■ Set problem a ■
Quote the forum thread on stockpiling food exactly, starting with "Some of the" and going on through "through the roof.".

That is what I do. Last year when I knew that I was going to be laid off I stocked up on canned SALT FREE veggies and broth. Along with rice, dried and canned beans, sugar, flour ect. IMHO it its just an intelligent thing to do.


----------



## Aunt Bea

I tend to shop the dips and maintain a small supply of items to get me from one sale to the next.

Some of the posts remind me of when I was little.  We lived on a farm and in the fall we stored produce for the winter.  People tend to think that farmers always have the best of everything but that is not true.  We were always sorting produce and using the items that were about to spoil.


----------



## 97guns

97guns said:


> i just topped off my peanut butter reserves, better stock up before prices go through the roof.
> 
> we are entering a possible hyper-inflation scenario where a loaf of bread will be $10 as well as a gallon of gas.
> 
> for me im ready for prices to go hyper, i have a good 3 years supply of food on hand as well as a nice garden for veggies.
> 
> whenever i see something cheap i stack it deep, im just now running out of $1 a jar mayonaise and im on the hunt for some on the cheap.





have you guys bought peanut butter lately?


----------



## Greg Who Cooks

Love2cook11 said:


>



My stockpile was about one of these shelf units, before I moved to temporary quarters (between houses). 

I don't hoard, and it doesn't have anything to do savings or prices or inflation. I just don't like running out of things and I hate to buy one bottle or one can of something. It makes my shopping list longer and takes more time to find each item at the store. I like to get several of any item I repeatedly use, and then I can just go to my stockpile when I need that instead of driving to the market. When I get low I make a note to pick up several more on my next shopping trip.

That changes the character of my market trips to buying fresh or fish and fresh vegetables. The rest of the stuff is already in my stock and my market trips are brief. I guess I stockpile for convenience and to save time.

■ Given information ■
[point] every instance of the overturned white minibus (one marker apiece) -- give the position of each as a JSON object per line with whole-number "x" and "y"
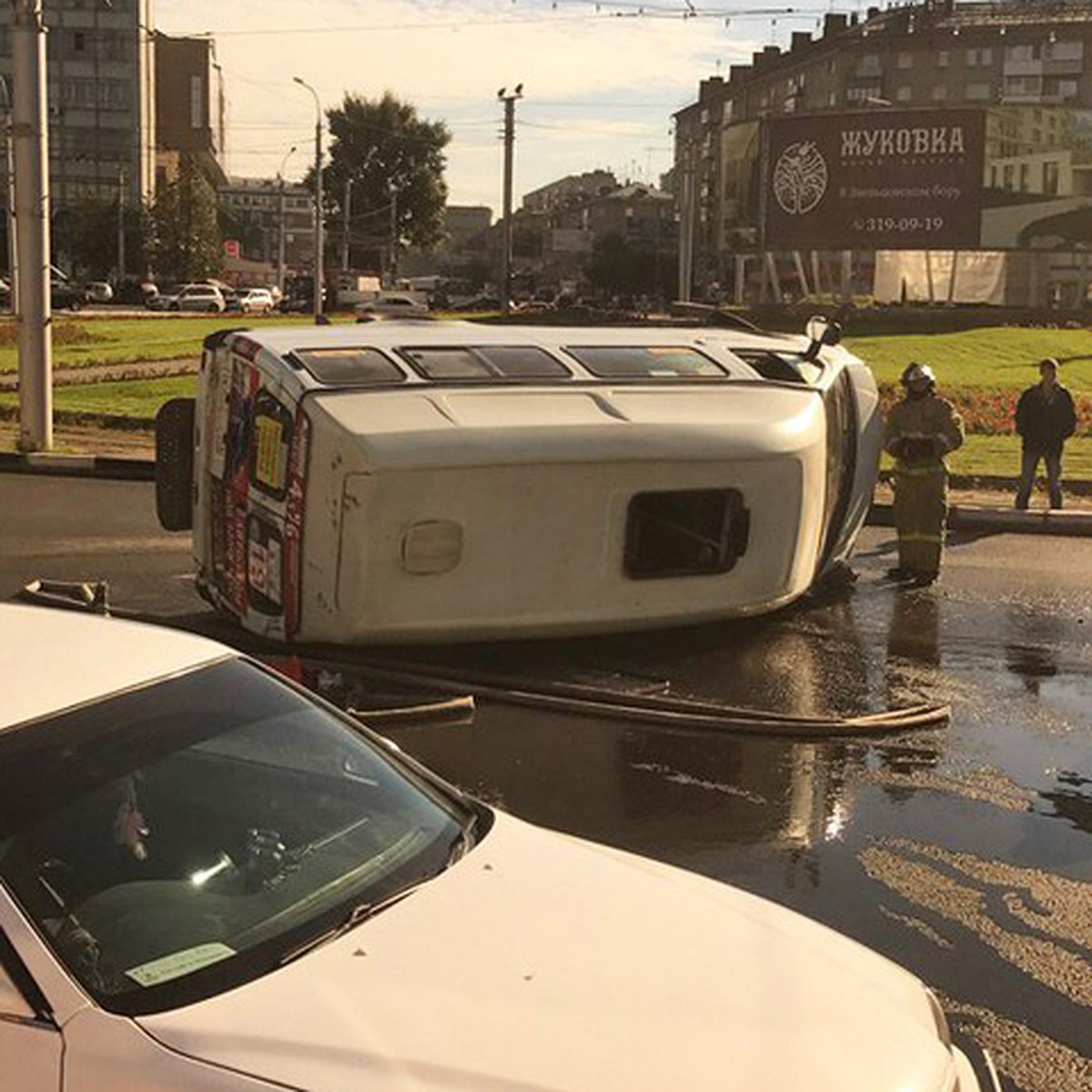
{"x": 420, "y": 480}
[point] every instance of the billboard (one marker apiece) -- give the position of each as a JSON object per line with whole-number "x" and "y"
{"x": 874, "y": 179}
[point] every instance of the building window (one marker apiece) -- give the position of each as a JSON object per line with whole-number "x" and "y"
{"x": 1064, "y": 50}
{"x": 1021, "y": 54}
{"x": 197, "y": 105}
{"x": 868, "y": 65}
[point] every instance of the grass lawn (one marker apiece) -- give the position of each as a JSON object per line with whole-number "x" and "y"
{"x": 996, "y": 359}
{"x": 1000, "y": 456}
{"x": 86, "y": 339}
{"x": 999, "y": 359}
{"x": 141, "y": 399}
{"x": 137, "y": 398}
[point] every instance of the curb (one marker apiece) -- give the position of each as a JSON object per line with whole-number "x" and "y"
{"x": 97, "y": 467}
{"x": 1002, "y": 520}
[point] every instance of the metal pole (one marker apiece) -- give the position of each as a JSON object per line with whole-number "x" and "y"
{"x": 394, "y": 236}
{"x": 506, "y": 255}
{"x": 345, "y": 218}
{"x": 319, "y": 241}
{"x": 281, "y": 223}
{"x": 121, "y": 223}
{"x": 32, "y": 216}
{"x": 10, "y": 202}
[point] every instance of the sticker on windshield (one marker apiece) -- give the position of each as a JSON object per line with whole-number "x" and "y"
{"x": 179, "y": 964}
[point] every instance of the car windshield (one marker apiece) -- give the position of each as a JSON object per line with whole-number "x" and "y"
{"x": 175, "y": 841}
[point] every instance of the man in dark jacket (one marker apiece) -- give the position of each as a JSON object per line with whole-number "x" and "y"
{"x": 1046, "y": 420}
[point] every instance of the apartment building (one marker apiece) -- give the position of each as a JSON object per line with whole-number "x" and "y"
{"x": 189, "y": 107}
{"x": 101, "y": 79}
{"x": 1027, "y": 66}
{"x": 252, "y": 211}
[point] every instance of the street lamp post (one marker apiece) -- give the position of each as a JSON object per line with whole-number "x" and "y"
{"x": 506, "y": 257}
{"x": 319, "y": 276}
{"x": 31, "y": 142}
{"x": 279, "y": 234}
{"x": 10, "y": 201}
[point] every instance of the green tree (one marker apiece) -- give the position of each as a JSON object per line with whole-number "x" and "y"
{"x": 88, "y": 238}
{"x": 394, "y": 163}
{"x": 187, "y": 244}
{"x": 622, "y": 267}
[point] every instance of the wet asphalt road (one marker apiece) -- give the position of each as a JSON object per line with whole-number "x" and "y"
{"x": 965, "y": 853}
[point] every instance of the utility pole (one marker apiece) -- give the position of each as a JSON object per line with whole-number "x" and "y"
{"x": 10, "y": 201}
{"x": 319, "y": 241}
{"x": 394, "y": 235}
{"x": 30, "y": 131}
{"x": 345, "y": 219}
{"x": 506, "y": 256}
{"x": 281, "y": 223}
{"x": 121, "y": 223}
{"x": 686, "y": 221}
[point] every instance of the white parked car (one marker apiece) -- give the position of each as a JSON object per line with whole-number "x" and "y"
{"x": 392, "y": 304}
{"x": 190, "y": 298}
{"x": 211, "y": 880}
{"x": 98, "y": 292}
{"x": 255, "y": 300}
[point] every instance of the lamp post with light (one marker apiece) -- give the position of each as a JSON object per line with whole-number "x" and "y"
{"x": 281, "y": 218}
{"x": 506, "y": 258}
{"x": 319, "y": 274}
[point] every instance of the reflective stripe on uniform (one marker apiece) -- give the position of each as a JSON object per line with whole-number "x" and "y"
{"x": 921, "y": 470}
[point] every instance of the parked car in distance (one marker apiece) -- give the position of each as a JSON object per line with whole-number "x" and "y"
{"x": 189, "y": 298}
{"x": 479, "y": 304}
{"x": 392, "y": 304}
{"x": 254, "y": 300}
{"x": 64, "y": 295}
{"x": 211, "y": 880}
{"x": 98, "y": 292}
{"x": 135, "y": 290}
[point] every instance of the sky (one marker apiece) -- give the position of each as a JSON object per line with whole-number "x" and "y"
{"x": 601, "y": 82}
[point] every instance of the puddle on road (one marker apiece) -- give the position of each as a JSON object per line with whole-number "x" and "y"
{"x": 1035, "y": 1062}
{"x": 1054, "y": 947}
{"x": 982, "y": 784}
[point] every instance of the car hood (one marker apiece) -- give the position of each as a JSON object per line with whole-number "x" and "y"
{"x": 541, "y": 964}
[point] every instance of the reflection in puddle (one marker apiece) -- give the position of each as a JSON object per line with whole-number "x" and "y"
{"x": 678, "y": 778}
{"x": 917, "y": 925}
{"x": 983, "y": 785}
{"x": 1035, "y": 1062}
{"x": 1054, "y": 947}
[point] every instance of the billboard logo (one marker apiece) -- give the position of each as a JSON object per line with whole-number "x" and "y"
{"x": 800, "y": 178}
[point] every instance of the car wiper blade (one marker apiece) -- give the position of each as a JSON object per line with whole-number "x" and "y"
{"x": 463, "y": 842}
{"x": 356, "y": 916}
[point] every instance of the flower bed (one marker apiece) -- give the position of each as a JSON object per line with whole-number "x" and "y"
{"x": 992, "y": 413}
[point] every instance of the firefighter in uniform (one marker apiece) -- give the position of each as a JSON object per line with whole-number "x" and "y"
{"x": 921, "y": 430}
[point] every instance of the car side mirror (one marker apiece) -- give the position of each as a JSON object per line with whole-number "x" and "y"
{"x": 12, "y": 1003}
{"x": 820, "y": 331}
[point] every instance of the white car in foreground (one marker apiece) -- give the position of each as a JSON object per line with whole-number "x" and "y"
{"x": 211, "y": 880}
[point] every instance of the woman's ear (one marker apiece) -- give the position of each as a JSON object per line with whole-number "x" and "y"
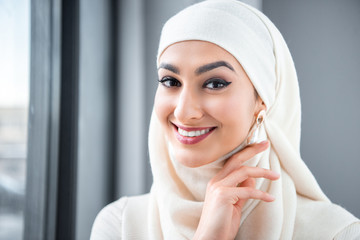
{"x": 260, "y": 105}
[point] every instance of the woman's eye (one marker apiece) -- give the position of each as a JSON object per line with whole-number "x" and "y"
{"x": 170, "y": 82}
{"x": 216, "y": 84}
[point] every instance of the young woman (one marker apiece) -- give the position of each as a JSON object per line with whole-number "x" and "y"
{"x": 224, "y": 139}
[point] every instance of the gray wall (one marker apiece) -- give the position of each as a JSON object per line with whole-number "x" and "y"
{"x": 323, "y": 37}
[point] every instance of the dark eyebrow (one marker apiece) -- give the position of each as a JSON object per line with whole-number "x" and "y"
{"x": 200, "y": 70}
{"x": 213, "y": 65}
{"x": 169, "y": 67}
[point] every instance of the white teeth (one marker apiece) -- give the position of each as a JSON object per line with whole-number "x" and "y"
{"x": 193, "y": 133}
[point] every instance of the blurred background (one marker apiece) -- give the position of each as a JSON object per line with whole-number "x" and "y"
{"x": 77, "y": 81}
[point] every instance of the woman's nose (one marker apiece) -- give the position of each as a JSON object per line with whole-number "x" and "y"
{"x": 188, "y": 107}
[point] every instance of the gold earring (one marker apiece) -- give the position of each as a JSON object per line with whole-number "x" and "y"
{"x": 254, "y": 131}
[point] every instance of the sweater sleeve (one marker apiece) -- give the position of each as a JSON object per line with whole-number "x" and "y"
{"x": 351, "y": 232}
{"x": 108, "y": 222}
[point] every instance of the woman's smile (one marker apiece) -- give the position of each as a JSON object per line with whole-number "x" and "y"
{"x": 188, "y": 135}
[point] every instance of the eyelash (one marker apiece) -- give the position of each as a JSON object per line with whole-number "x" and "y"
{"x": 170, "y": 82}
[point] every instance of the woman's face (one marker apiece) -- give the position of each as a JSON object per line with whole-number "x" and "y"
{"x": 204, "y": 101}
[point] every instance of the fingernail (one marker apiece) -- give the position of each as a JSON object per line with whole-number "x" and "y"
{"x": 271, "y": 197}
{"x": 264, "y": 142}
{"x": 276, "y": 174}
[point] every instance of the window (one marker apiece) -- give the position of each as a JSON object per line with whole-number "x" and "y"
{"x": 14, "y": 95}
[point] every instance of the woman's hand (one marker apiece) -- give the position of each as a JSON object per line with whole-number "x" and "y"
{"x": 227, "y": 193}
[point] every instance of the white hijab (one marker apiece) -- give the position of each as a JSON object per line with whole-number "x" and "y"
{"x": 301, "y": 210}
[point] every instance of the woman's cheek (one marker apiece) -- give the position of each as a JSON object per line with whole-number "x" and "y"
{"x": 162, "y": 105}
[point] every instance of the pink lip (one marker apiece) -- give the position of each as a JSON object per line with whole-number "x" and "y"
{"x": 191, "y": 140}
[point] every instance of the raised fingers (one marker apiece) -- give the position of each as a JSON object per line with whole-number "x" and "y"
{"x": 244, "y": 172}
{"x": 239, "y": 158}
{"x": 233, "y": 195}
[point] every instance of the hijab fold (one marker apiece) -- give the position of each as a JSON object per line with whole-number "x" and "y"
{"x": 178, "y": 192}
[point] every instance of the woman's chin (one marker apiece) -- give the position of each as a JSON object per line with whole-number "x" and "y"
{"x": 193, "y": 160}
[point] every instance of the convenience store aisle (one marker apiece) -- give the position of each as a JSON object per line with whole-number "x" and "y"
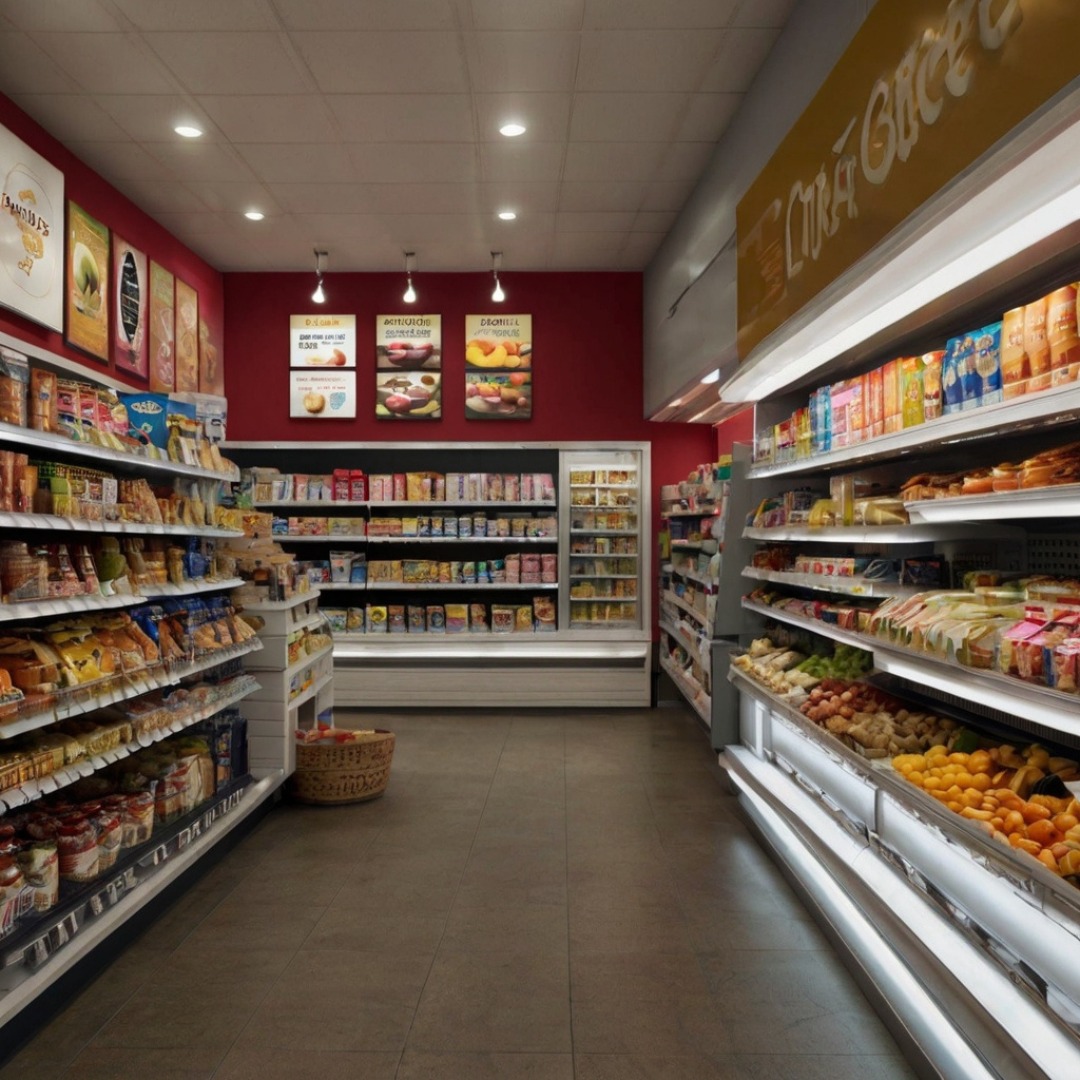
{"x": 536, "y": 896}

■ Set problem b ■
Print the records exactly, starting with the line that contains "[point] every instance of the hijab" and going on through the last line of the records. Leave the pictures out of your answer.

■ Result a ■
Some of the posts remind me of when I was little.  We lived on a farm and in the fall we stored produce for the winter.  People tend to think that farmers always have the best of everything but that is not true.  We were always sorting produce and using the items that were about to spoil.


----------



## 97guns

97guns said:


> i just topped off my peanut butter reserves, better stock up before prices go through the roof.

■ Result b ■
[point] every instance of the hijab fold (one marker apiece) -- give the position of each as a JSON object per line with whole-number "x" and "y"
{"x": 178, "y": 192}
[point] every instance of the woman's chin (one marker apiece) -- give the position of each as a JSON object per line with whole-number "x" and "y"
{"x": 193, "y": 160}
[point] every instance of the convenience store aisle (one marker apiece) -- give the position of each as a JSON object per line with whole-number "x" and "y"
{"x": 536, "y": 896}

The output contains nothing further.